Annotated photo localization data >>
◇ ◇ ◇ ◇ ◇

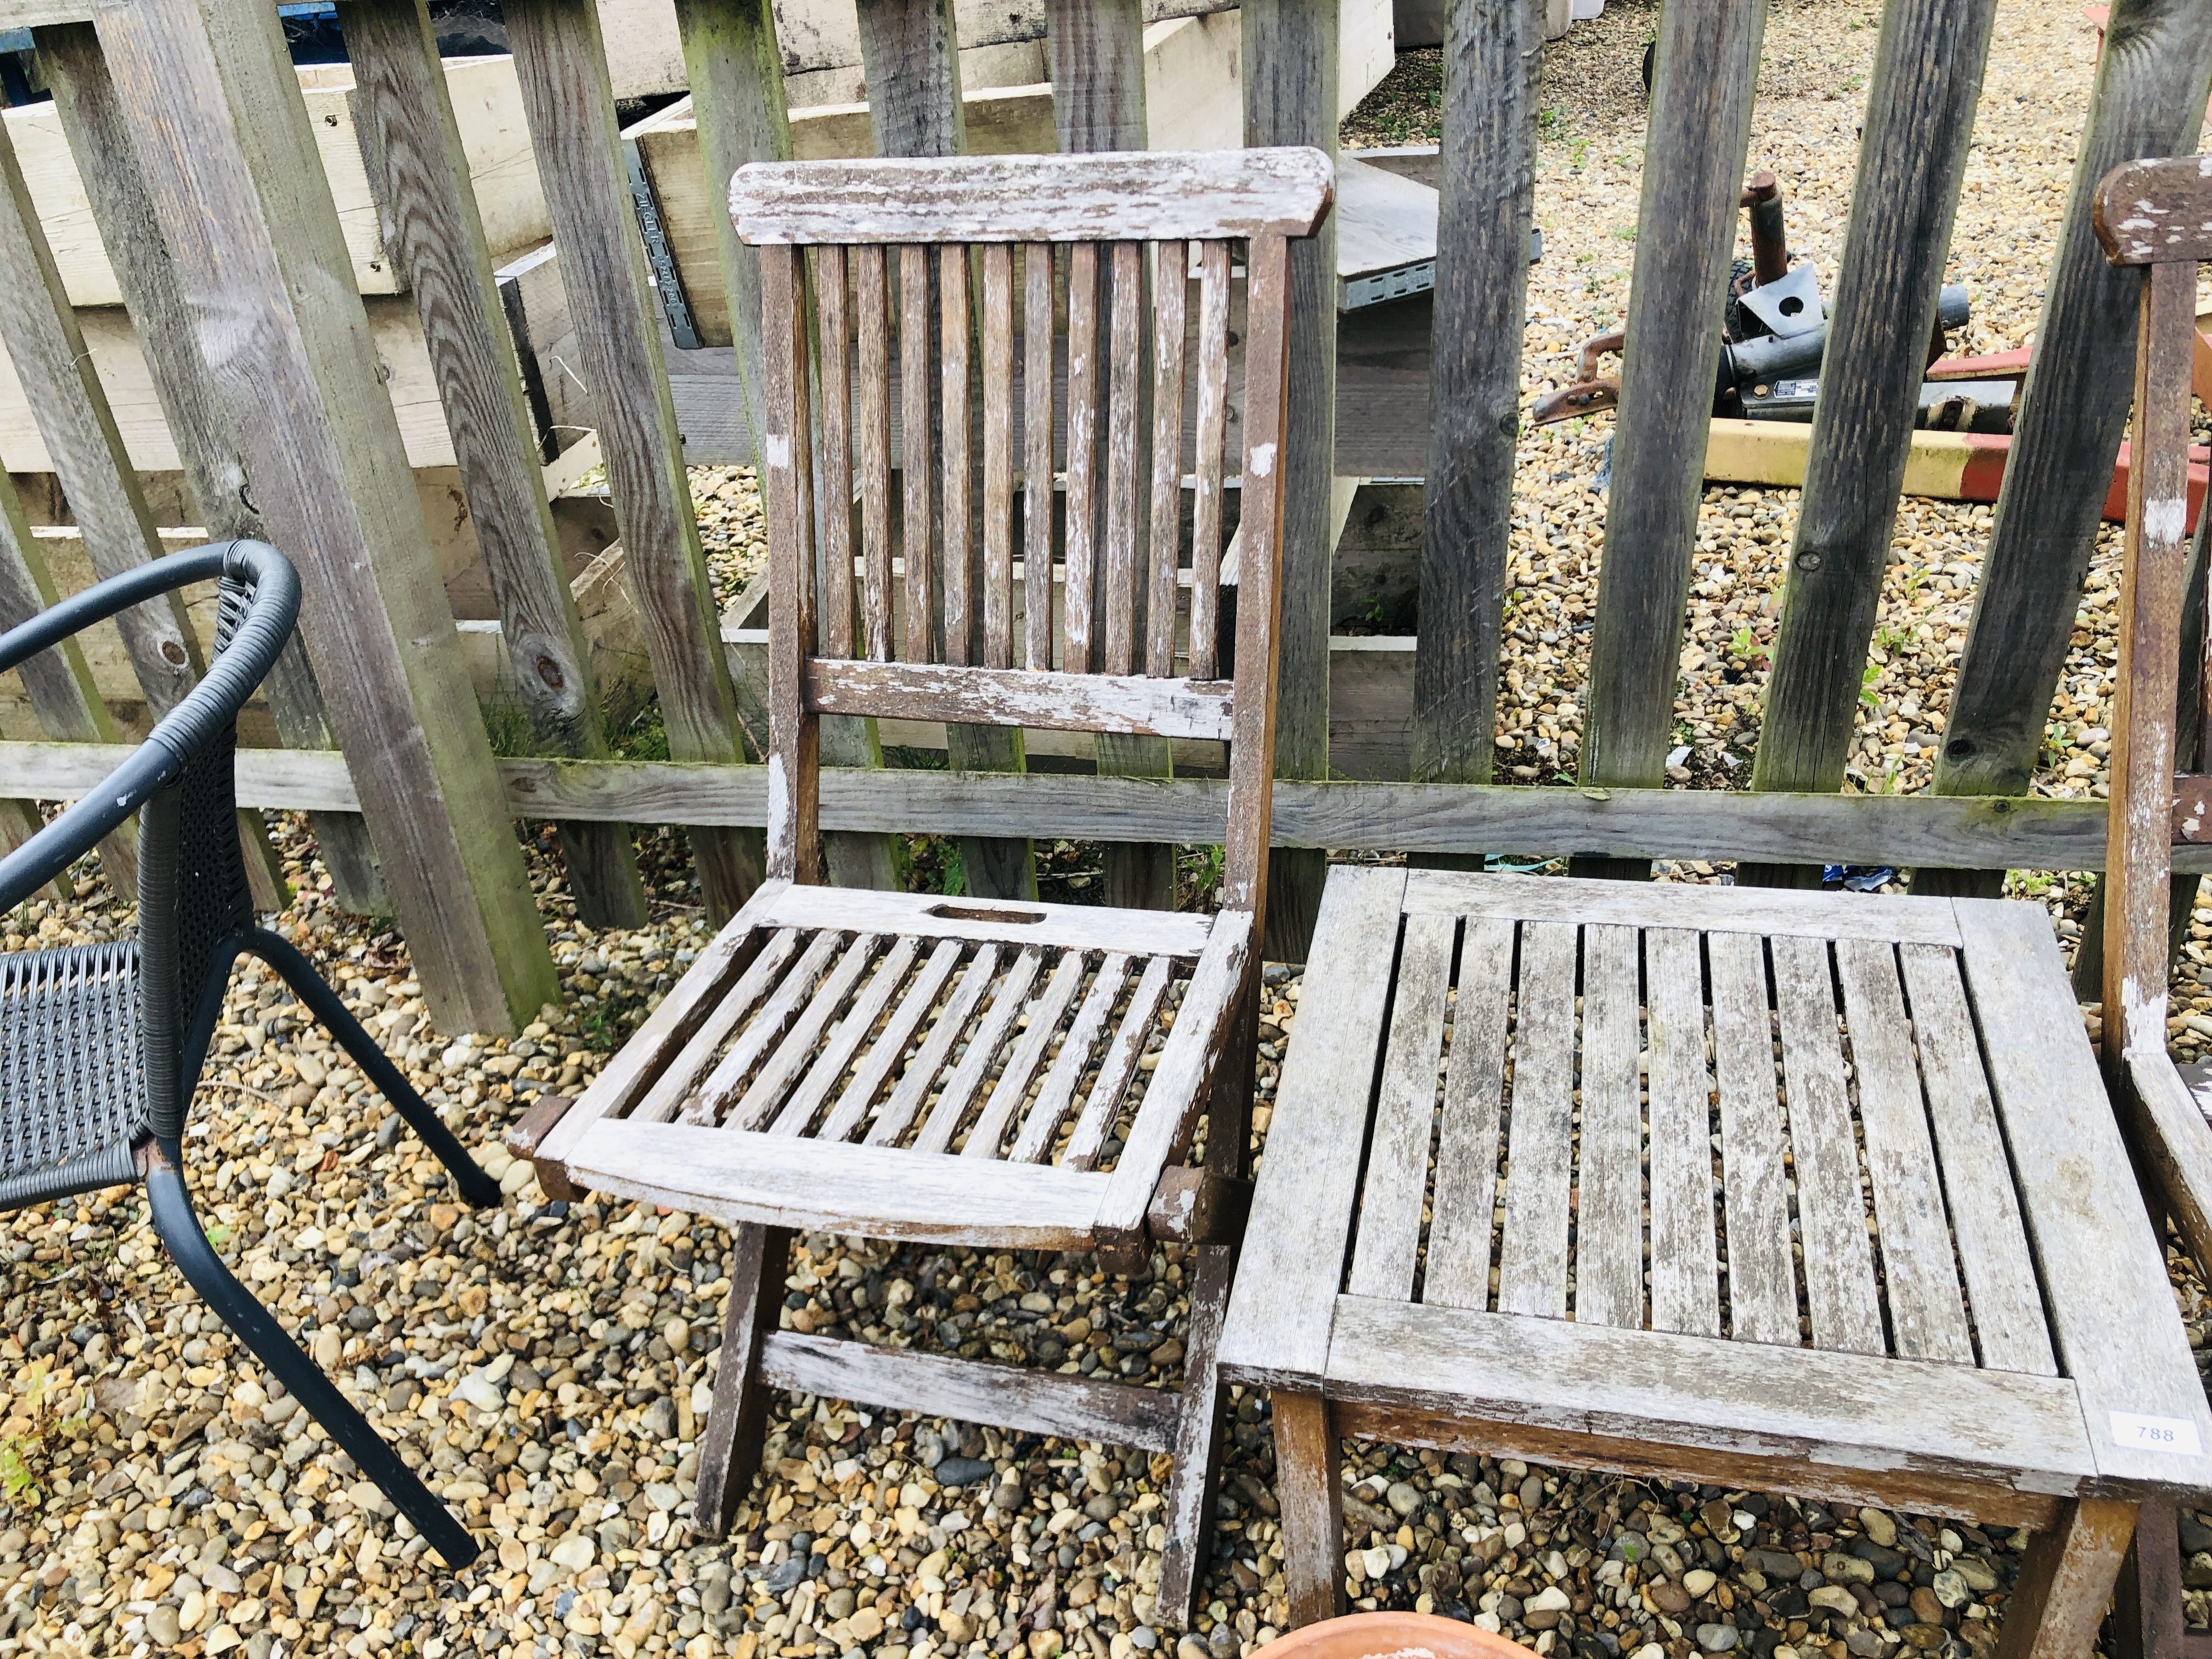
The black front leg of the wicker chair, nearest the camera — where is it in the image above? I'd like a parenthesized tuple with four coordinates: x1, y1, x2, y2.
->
(139, 1142, 480, 1573)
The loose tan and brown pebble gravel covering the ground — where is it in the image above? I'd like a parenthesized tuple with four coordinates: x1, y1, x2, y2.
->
(0, 0, 2212, 1659)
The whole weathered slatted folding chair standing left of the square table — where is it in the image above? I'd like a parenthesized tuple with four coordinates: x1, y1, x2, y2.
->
(520, 150, 1331, 1619)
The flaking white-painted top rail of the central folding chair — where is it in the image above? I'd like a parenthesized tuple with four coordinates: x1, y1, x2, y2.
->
(730, 146, 1336, 246)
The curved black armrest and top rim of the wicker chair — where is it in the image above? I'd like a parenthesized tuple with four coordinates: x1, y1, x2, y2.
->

◇ ◇ ◇ ◇ ◇

Task prompt >>
Please return all of the entries word for word, excluding the pictures.

Completed exercise >>
The black front leg of the wicker chair, nearest the camera — where is it in the image above? I'd like a parenthesized tuple with four coordinates: x1, y1, x2, y2.
->
(139, 1142, 480, 1573)
The loose tan and brown pebble gravel covering the ground — where is it in the image above? I'd like a parenthesized tuple with four coordinates: x1, y1, x2, y2.
->
(0, 0, 2212, 1659)
The whole weathered slatted folding chair standing left of the square table — where is it in the image above? I'd like a parenthesized tuple with four coordinates: x1, y1, x2, y2.
->
(520, 150, 1331, 1619)
The flaking white-painted top rail of the central folding chair — where is it in the image above? I'd like a parenthesized tuple with four coordinates: x1, y1, x2, y2.
->
(730, 146, 1336, 246)
The curved black armrest and top rim of the wicker chair — where is it in the image above? I'd like a parenthesized tuple with four coordinates: x1, y1, x2, y2.
->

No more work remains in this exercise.